## The problem
Retype exactly the lines from the line with "Review step: verify that every instance of the blue" to the end of the data, keeping both boundary lines.

Excerpt from a dataset
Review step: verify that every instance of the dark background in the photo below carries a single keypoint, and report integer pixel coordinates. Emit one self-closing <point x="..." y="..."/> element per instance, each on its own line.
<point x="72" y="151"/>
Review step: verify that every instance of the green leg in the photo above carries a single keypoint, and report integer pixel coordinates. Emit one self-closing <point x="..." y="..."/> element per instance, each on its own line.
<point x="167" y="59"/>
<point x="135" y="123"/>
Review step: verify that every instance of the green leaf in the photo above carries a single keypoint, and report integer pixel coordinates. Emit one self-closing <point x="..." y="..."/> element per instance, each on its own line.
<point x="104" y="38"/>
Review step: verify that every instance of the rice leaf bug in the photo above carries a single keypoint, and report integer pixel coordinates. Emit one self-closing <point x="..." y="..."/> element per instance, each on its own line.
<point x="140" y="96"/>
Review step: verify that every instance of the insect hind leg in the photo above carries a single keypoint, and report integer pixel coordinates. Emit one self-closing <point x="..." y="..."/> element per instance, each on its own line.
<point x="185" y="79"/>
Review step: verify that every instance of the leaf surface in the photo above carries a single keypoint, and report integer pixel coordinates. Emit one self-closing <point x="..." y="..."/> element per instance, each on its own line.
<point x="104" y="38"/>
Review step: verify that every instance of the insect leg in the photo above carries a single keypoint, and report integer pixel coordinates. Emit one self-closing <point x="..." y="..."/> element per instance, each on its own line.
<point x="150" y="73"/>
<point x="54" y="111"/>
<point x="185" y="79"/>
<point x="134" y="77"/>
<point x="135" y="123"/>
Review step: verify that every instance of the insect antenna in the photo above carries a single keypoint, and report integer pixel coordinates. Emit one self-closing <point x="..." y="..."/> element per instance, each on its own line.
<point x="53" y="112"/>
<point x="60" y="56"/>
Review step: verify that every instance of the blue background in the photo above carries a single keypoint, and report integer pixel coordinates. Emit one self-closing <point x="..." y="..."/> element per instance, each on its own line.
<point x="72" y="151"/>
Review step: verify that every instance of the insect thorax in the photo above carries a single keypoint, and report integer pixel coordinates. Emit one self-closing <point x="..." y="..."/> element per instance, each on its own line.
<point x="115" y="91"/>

## Reply to the exercise
Review step: verify that every instance of the blue background in the photo above carries a single keypoint, and report integer pixel coordinates. Emit one self-closing <point x="..." y="..."/> element per instance, each on its own line.
<point x="72" y="151"/>
Review step: verify that every instance of the insect thorax in the photo above carries a single keypoint, and report integer pixel coordinates. Emit one self-closing <point x="..." y="..."/> element per instance, each on its own line.
<point x="115" y="91"/>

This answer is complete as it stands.